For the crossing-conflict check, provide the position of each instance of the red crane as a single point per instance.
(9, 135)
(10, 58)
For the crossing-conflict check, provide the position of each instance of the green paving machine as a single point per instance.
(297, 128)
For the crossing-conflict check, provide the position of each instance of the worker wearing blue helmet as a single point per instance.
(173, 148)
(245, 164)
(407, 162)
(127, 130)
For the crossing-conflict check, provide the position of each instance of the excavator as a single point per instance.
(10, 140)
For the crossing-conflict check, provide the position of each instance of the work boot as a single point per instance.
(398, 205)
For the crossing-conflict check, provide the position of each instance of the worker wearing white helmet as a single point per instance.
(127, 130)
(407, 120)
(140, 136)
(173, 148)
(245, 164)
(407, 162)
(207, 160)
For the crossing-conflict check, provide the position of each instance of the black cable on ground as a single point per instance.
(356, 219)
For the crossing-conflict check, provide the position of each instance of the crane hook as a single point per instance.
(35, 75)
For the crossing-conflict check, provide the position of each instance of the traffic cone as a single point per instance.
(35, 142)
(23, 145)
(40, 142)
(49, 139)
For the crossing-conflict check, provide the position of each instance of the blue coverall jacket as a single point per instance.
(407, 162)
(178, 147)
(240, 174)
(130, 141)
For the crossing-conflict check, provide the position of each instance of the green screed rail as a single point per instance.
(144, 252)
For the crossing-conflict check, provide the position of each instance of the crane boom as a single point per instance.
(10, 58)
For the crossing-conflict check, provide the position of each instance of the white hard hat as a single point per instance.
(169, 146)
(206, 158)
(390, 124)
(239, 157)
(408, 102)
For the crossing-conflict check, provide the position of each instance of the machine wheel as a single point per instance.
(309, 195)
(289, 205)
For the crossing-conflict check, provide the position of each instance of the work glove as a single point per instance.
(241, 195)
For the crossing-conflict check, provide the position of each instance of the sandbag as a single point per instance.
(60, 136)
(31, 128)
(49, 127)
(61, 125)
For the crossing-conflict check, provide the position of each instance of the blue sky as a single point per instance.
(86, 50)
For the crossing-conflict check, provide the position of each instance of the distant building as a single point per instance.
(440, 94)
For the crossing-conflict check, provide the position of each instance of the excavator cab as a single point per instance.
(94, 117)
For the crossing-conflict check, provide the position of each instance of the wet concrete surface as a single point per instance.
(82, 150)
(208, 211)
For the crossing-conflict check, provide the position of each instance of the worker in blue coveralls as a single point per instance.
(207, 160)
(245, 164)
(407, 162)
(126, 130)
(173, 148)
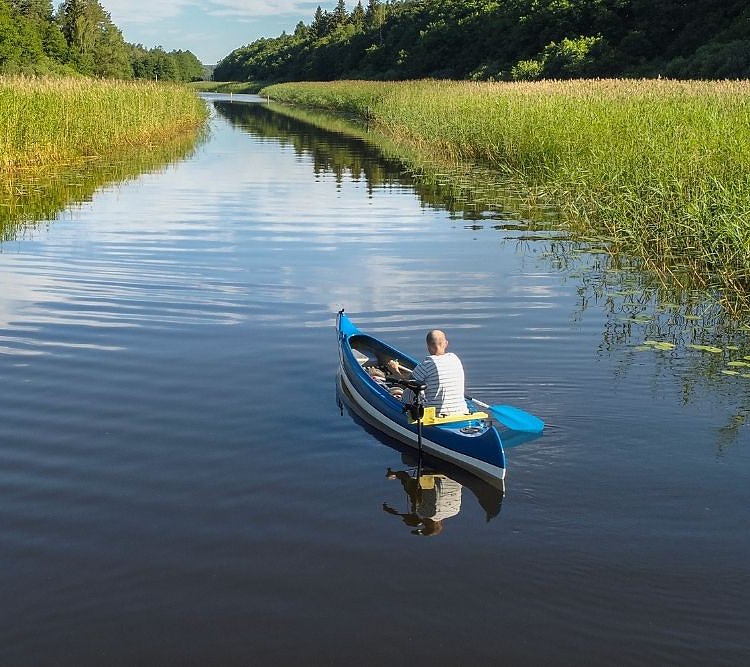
§
YOUR OBJECTIVE -> Reproduce the records word for word, beginning with the line that contains "sandbag as a single point per instance." and continuing through the end of the records. Omit the pictures from your reproduction.

ANSWER TO THE EXERCISE ->
For the crossing-conflict check, provide the position of each instance of the sandbag as a single point per instance.
(60, 136)
(31, 128)
(49, 127)
(61, 125)
For the crossing-conflict check, provide the position of each instance of the blue sky as a single point per instance.
(86, 50)
For the crossing-conflict check, provide the position of each instance of the distant building as a single point per instance.
(440, 94)
For the crossing-conflict check, provide the position of each instance of the excavator cab as a single point per instance.
(94, 117)
For the crossing-conflict check, provide the position of each instance of the wet concrete surface as a single point per instance.
(82, 150)
(208, 211)
For the crossing-conflict check, provide the position of each instance of the worker in blue coveralls as a single point per instance.
(207, 160)
(245, 164)
(407, 162)
(126, 130)
(173, 148)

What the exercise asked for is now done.